### Obiettivo
Trascrivi tutte le righe che seguono parola per parola, senza alcuna modifica.
----------------
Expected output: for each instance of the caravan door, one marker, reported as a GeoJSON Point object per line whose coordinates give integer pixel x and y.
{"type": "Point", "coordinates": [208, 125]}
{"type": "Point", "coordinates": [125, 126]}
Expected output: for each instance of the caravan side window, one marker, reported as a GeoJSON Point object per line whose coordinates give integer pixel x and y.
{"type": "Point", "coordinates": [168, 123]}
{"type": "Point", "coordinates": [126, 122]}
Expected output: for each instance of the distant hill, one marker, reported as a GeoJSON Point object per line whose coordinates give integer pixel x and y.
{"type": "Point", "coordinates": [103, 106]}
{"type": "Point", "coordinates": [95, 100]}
----------------
### Risposta al problema
Expected output: for each instance of the caravan door, one marker, reported as a GeoJSON Point object per line whose coordinates give integer pixel x and y.
{"type": "Point", "coordinates": [208, 125]}
{"type": "Point", "coordinates": [125, 126]}
Expected output: for each instance of the caravan side window, one marker, reported as a GeoJSON Point object per line whose coordinates give integer pixel x and y.
{"type": "Point", "coordinates": [168, 123]}
{"type": "Point", "coordinates": [126, 122]}
Expected output: for each instance of the distant hill, one marker, reported as a GeoJSON Point object per line whose coordinates give integer pixel x and y.
{"type": "Point", "coordinates": [103, 106]}
{"type": "Point", "coordinates": [95, 100]}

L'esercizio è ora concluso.